■ EXERCISE:
Without including any pictures, give back all of the data exactly.
··· INPUT DATA
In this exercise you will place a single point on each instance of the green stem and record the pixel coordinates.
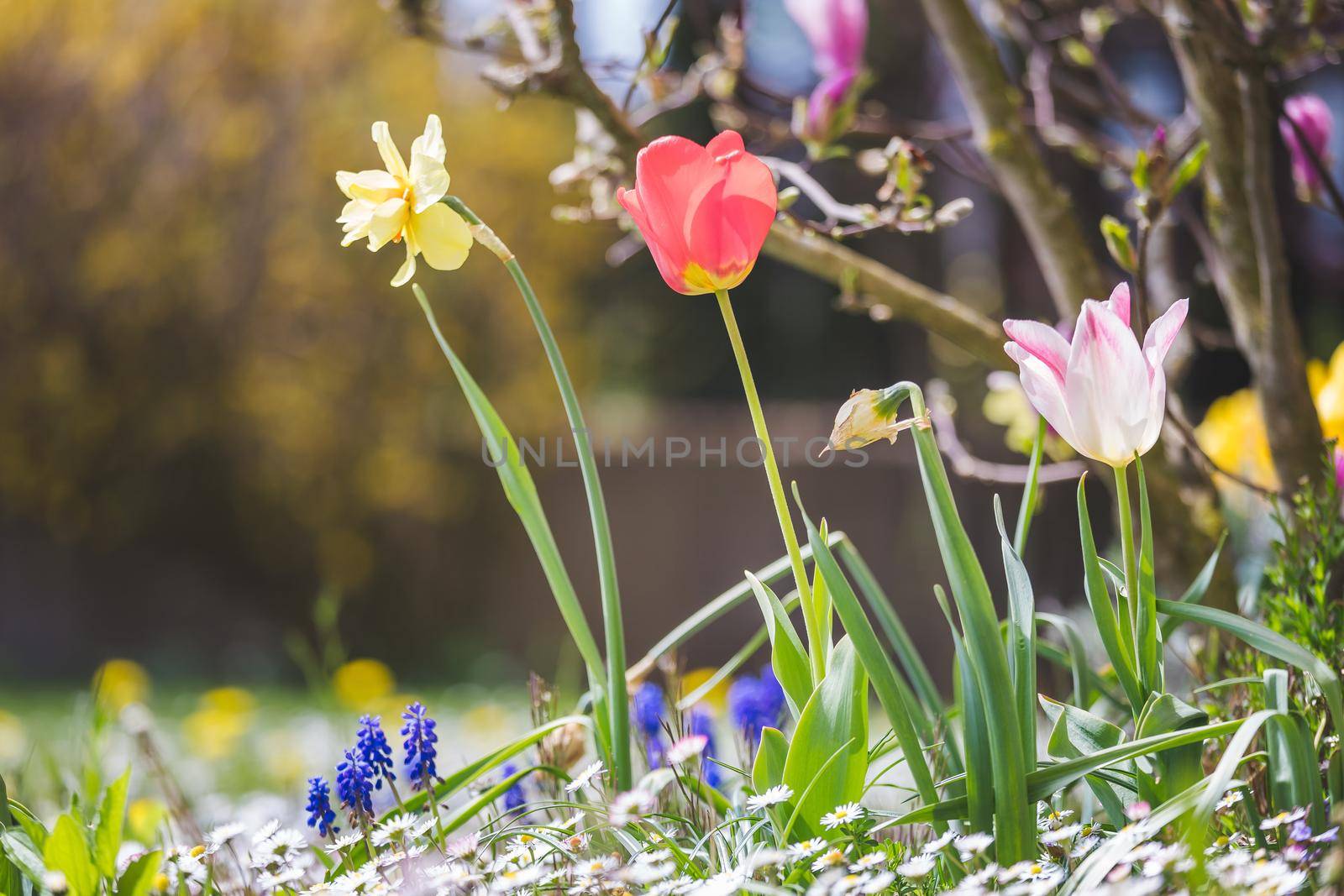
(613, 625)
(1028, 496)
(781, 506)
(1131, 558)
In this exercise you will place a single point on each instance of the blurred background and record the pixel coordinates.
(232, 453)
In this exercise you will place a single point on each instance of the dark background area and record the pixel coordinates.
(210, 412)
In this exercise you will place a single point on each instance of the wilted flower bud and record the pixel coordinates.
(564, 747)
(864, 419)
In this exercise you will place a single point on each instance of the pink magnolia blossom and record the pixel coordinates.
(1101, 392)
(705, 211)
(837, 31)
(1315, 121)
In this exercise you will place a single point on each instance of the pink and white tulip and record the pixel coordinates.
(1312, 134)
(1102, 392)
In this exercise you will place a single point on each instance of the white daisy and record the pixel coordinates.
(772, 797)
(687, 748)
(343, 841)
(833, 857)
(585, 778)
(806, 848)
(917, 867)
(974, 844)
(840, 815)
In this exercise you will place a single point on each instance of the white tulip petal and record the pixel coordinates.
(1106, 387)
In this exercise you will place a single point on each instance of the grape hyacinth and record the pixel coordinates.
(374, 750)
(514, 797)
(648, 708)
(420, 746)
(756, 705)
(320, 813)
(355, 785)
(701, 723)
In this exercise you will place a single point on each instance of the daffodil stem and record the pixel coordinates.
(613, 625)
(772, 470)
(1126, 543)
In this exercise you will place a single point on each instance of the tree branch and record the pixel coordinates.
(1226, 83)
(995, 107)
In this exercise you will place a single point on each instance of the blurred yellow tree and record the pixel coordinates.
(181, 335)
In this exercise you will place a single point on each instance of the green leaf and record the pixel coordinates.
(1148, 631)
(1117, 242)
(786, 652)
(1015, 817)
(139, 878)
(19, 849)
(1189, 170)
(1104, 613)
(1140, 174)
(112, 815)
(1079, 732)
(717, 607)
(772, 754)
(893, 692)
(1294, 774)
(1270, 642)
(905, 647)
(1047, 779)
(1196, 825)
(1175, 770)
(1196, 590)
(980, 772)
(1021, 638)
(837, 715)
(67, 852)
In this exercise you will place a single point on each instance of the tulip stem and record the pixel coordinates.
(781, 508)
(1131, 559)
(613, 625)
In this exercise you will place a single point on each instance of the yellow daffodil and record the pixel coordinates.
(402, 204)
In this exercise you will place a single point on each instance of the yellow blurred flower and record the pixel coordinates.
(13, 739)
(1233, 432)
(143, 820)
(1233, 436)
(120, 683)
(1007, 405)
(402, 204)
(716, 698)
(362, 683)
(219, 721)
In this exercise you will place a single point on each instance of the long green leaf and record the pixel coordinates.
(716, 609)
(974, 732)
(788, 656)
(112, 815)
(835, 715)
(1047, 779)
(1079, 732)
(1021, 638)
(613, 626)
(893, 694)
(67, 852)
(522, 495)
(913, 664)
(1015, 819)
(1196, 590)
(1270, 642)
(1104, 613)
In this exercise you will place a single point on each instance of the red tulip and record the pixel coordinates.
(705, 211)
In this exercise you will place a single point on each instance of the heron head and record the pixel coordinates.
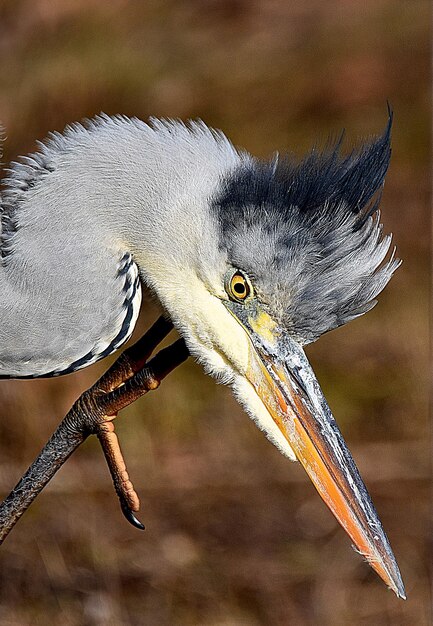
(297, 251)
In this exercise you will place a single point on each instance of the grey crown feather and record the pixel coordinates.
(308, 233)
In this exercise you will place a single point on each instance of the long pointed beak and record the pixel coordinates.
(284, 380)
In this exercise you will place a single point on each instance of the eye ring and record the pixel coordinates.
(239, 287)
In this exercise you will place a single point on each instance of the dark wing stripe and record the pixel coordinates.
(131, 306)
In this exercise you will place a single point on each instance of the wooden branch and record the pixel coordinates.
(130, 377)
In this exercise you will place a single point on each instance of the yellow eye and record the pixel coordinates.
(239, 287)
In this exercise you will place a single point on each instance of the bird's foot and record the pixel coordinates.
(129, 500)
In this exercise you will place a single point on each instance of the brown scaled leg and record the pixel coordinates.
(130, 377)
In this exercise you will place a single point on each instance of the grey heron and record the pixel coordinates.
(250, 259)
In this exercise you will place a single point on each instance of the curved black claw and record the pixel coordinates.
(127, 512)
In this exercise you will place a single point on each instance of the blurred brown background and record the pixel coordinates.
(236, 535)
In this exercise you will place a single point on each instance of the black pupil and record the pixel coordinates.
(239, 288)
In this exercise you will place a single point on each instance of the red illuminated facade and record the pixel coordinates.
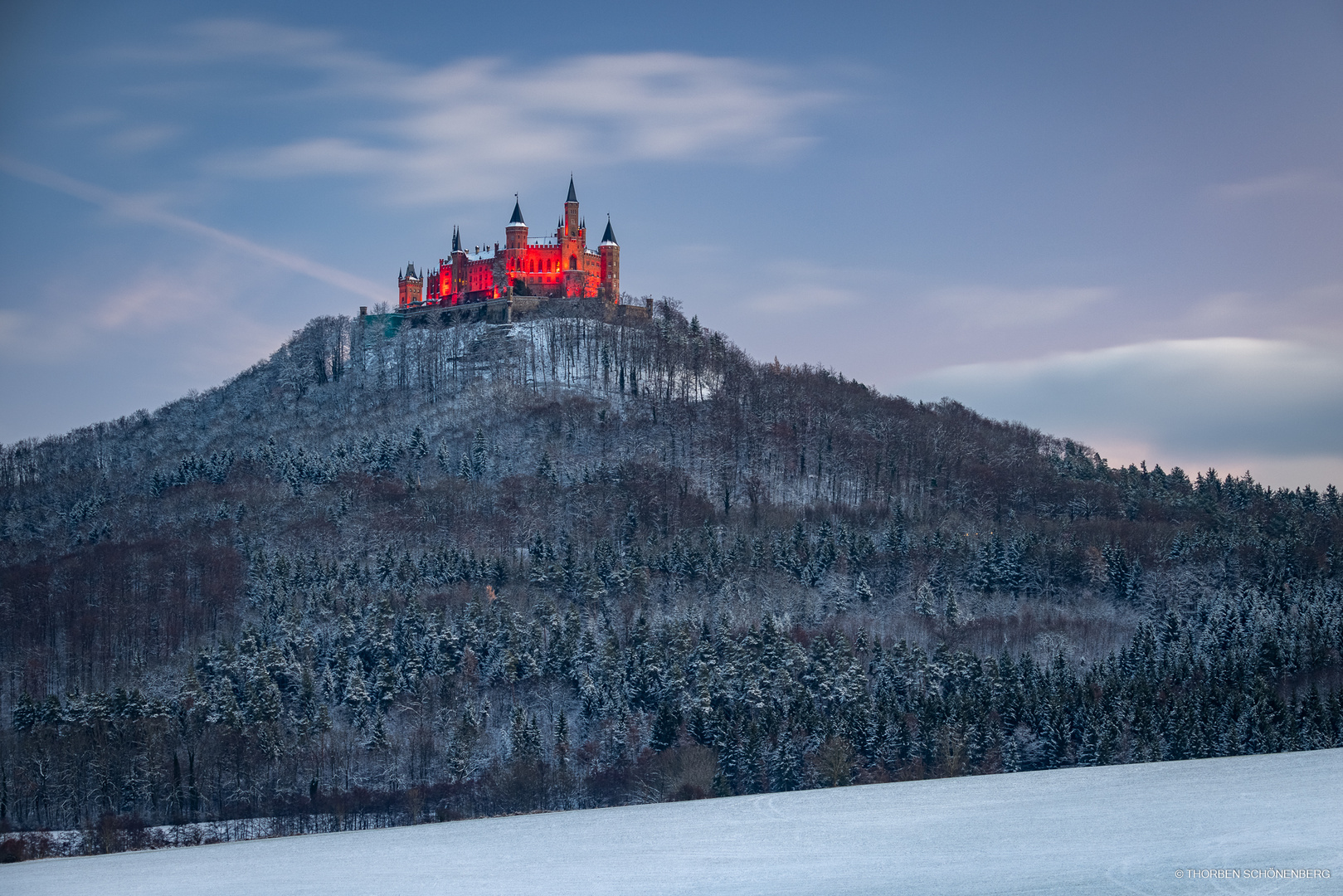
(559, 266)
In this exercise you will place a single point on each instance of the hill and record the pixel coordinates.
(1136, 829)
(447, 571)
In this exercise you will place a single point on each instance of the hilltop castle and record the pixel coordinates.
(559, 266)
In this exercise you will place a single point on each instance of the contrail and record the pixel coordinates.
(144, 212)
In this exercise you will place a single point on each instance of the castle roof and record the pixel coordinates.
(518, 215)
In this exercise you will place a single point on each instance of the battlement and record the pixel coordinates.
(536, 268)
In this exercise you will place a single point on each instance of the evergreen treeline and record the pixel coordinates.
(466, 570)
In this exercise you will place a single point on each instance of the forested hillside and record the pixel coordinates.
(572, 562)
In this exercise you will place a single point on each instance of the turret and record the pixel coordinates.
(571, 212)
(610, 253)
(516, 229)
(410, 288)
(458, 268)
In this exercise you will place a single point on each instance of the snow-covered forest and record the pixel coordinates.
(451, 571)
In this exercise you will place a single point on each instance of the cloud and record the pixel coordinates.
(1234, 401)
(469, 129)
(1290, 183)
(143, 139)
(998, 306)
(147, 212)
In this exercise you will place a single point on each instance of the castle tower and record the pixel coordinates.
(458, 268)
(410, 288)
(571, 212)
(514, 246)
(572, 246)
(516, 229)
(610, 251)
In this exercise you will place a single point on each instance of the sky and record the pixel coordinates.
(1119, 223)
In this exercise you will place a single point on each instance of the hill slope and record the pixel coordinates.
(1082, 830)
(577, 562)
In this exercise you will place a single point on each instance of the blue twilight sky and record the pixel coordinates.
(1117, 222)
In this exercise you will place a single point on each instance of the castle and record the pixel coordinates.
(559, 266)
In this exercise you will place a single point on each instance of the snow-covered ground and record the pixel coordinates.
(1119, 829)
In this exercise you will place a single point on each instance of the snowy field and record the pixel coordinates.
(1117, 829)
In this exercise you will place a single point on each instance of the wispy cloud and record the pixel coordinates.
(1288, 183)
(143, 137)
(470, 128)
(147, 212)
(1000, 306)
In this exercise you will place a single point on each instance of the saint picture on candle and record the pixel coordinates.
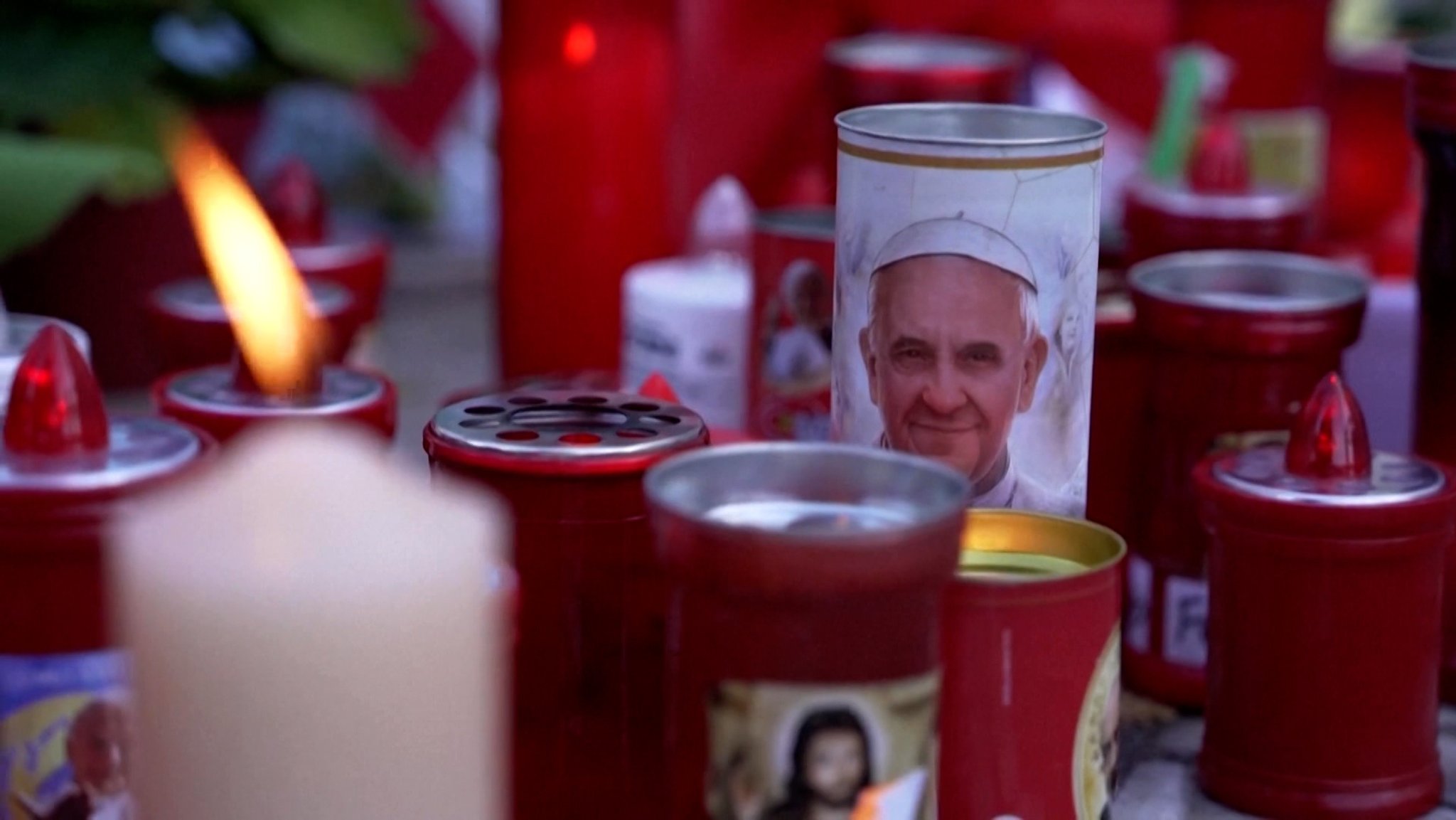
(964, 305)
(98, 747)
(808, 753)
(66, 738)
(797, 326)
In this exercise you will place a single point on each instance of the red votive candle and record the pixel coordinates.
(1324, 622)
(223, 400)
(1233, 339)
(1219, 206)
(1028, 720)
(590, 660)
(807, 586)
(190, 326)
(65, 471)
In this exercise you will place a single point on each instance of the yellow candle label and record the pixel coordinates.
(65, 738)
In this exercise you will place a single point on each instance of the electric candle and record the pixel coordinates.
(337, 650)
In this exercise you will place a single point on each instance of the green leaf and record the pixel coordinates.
······
■ REPLY:
In this exercise you will place a single point on each instance of the green stem and record the pixel coordinates.
(613, 625)
(1028, 496)
(781, 506)
(1131, 558)
In this exercise you will place a single point on each instance of the blurred background and record the pixel coordinates.
(232, 453)
In this exercise you will place a single point on each instance of the dark background area and record the pixel coordinates.
(210, 412)
In this exercise you will place a single point on each instance of the wilted flower bud and record the pixel coordinates.
(564, 747)
(864, 419)
In this exercise you will place a single point on each instance of the pink magnolia blossom and record the pixel coordinates.
(1101, 392)
(705, 211)
(837, 31)
(1315, 121)
In this exercise you will place a single point on each instance of the pink and white tulip and record the pixel coordinates.
(1312, 134)
(1102, 392)
In this exercise you will place a single point on each instance of the white daisy and record the pixel coordinates.
(772, 797)
(687, 748)
(343, 841)
(833, 857)
(585, 778)
(806, 848)
(917, 867)
(974, 844)
(840, 815)
In this exercise you will place a single point on each instance of the white tulip petal and record the pixel coordinates.
(1106, 387)
In this exercise you will place a single point on each instance of the grape hyacinth and record the pixel coordinates.
(374, 750)
(514, 797)
(648, 708)
(420, 746)
(756, 705)
(320, 813)
(355, 785)
(701, 723)
In this exercise you will place a single point on each instance of the daffodil stem and record the pixel coordinates.
(613, 625)
(772, 470)
(1126, 543)
In this exercise you will place a single point on each instance of the tree branch and record the pixel coordinates.
(1226, 83)
(995, 107)
In this exercise you will place a single point on each instance of the blurred yellow tree and record the pixel coordinates.
(181, 335)
In this exercise you will place a single point on each instance of the green leaf and record the pixel coordinates.
(1148, 631)
(1117, 242)
(786, 652)
(1015, 817)
(139, 878)
(19, 849)
(1189, 170)
(1104, 613)
(1140, 174)
(112, 815)
(1079, 732)
(717, 607)
(772, 754)
(893, 692)
(1294, 774)
(1270, 642)
(905, 647)
(1047, 779)
(1196, 825)
(1175, 770)
(1196, 590)
(980, 772)
(1021, 638)
(837, 715)
(67, 852)
In this exercise you will place a single point on each instance of the tulip stem and record the pixel coordinates.
(781, 508)
(1131, 559)
(613, 625)
In this exercise you will place a single point on each instance of the yellow daffodil and record the pixel coordinates.
(402, 204)
In this exercise you will place a single point on each instance of the yellow blurred flower and record the pixel coordinates.
(13, 739)
(1233, 432)
(143, 820)
(1233, 436)
(120, 683)
(1007, 405)
(402, 204)
(716, 698)
(362, 683)
(219, 721)
In this exercise you will place a single point on each instance of the long green leaf and record the pixel coordinates.
(716, 609)
(974, 732)
(788, 656)
(112, 815)
(835, 715)
(1047, 779)
(1079, 732)
(1021, 638)
(613, 626)
(893, 694)
(67, 852)
(522, 495)
(913, 664)
(1015, 819)
(1196, 590)
(1270, 642)
(1104, 613)
In this exercise you will place a single point on each instance of the red tulip and record the pixel coordinates.
(705, 211)
In this exercise you will place a single point on each instance of the heron head and record the pixel coordinates.
(297, 251)
In this exercise you will place a single point on each instance of the grey crown feather and record the pixel coordinates.
(308, 233)
In this exercise you will place a single point on each instance of the long pointed beak and record the pixel coordinates.
(284, 380)
In this exercise you will place a single point on each instance of the eye ring and record the pixel coordinates.
(239, 287)
In this exercise you will place a single point on each instance of the dark wing stripe and record the pixel coordinates.
(131, 306)
In this exercise you will place a single point on each instance of the wooden branch and record the pixel coordinates.
(130, 377)
In this exercise you will place a single point on each instance of the yellow eye and record the pixel coordinates.
(239, 287)
In this exercise you will place a single point on each instance of the bird's foot and record the pixel coordinates.
(129, 500)
In this exercise you will place a single point on each instance of the brown scaled leg and record the pixel coordinates.
(130, 377)
In this exercise you will place a single point on each instance of the grey heron and record the pixel coordinates.
(250, 259)
In this exercise you will place a single point on each instance of the curved black claw and record the pixel coordinates.
(127, 512)
In this exercise you will place a single point on each instance of the blurred brown background and record the pixel coordinates.
(236, 535)
In this exercise you will place a single point on each instance of the black pupil and record the pixel coordinates.
(239, 288)
In this exercise you will place a single point on each instance of the red illuminated facade and record the pixel coordinates.
(559, 266)
In this exercise you will place a single point on each instance of the hill and record the pixel coordinates.
(1136, 829)
(447, 571)
In this exercise you will place a single point on each instance of the hilltop castle and record the pixel coordinates.
(559, 266)
In this exercise you will place a single point on each instance of the contrail and record the pixel coordinates.
(144, 212)
In this exercise you will place a single point on each instance of the castle roof and record the pixel coordinates.
(518, 215)
In this exercise you will place a single point on each instance of the battlement and record the pixel coordinates.
(536, 268)
In this exercise you will place a single point on each instance of the evergreen treeline and record the pixel coordinates.
(466, 570)
In this exercise you will place a single point on each instance of the forested hillside and record the pixel coordinates.
(572, 562)
In this exercise you will place a single point on each instance of the turret and record the pixel coordinates.
(571, 212)
(610, 253)
(516, 229)
(410, 288)
(458, 268)
In this exercise you will place a single point on each instance of the snow-covered forest and record the pixel coordinates.
(451, 571)
In this exercise you will place a single point on each instance of the cloud and record the pixel coordinates.
(1234, 401)
(469, 129)
(1290, 183)
(143, 139)
(998, 306)
(147, 212)
In this exercise you will place a single point on each instance of the castle tower and record the pixel coordinates.
(458, 268)
(410, 288)
(571, 212)
(514, 246)
(572, 246)
(516, 229)
(610, 251)
In this exercise you will place a single point on each instance of the sky and record the pixel coordinates.
(1119, 223)
In this exercise you will place a single point on each instance of the hill slope and record the pixel coordinates.
(1082, 830)
(577, 562)
In this exercise you will place a single point on each instance of the blue twilight sky and record the pixel coordinates.
(1117, 222)
In this exercise you will place a single point on each instance of the castle and record the pixel coordinates.
(559, 266)
In this exercise you will place a single point on each instance of the snow-covered ground and record the pixel coordinates.
(1119, 829)
In this exercise you will place a single point on each instance of the snowy field and record the pixel coordinates.
(1117, 829)
In this exercise you will place a single point on each instance of the wispy cloud and record the pixel coordinates.
(1288, 183)
(143, 137)
(470, 128)
(147, 212)
(1000, 306)
In this exercise you will place a single point on each instance of the saint picture on candle and record the pixel coordinates.
(964, 305)
(98, 747)
(808, 753)
(66, 738)
(797, 326)
In this exercise you will place a single point on each instance of the red votive candle and record the pixel coordinates.
(1324, 622)
(223, 400)
(1233, 339)
(1219, 206)
(1028, 720)
(590, 660)
(807, 586)
(190, 326)
(65, 471)
In this exercise you will place a single point on each instance of the yellow candle label and record the pixel coordinates.
(65, 738)
In this exercise you will place a single point on each instance of the electric candle and record the pixel coordinates.
(337, 650)
In this exercise you will place a single point on each instance of the green leaf and record the pixel coordinates.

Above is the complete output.